EXERCISE PROMPT ▸ Without the pictures, set down exactly the lines from the one that contains "Reviewer note: check that every instance of the fur-trimmed" to the end of the entries, both included, and nothing besides.

Referring expression pointing data ▸

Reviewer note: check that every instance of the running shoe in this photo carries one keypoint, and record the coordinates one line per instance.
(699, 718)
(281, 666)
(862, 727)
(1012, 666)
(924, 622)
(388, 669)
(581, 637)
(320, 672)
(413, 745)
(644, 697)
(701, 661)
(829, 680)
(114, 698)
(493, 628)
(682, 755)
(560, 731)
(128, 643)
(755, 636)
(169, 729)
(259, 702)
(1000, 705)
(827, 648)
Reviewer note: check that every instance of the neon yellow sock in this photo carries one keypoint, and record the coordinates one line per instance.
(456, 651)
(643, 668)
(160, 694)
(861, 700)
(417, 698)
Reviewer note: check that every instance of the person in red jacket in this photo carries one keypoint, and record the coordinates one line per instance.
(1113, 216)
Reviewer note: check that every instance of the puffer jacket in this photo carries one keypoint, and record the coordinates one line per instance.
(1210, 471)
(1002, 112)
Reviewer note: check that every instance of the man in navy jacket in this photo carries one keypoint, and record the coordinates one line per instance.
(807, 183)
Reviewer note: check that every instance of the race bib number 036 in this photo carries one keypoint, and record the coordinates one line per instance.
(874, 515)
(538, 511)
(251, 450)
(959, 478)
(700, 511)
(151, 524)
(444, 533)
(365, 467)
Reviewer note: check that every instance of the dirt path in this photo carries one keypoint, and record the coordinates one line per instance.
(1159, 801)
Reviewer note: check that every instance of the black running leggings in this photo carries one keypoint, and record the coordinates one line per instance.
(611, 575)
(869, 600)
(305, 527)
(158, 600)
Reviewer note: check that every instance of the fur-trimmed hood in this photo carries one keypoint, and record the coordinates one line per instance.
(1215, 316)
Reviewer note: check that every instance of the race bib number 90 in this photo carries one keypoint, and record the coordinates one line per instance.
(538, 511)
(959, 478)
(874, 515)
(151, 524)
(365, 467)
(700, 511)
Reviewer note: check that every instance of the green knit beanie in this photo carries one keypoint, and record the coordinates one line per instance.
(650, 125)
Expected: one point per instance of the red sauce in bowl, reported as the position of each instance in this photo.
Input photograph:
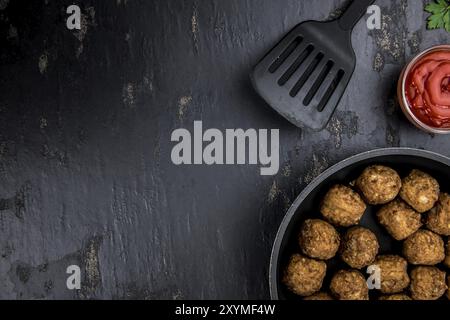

RESPONSE TO THIS EXERCISE ▸
Reviewer note: check that every instance of the fur-trimmed hood in this photo carries one keypoint, and record the coordinates one line per instance.
(1215, 316)
Reviewer note: check that every instance of the race bib number 90 in this photo carries one keypoint, and record the coordinates one line per instance.
(538, 511)
(959, 478)
(874, 515)
(151, 524)
(365, 467)
(700, 511)
Reviewer note: check that every instance of the green knit beanie in this photo carries one keypoint, and record the coordinates one line per instance.
(650, 125)
Expected: one point per instance of the red sauce in bowl, reported as the position of each instance in this photo.
Input photograph:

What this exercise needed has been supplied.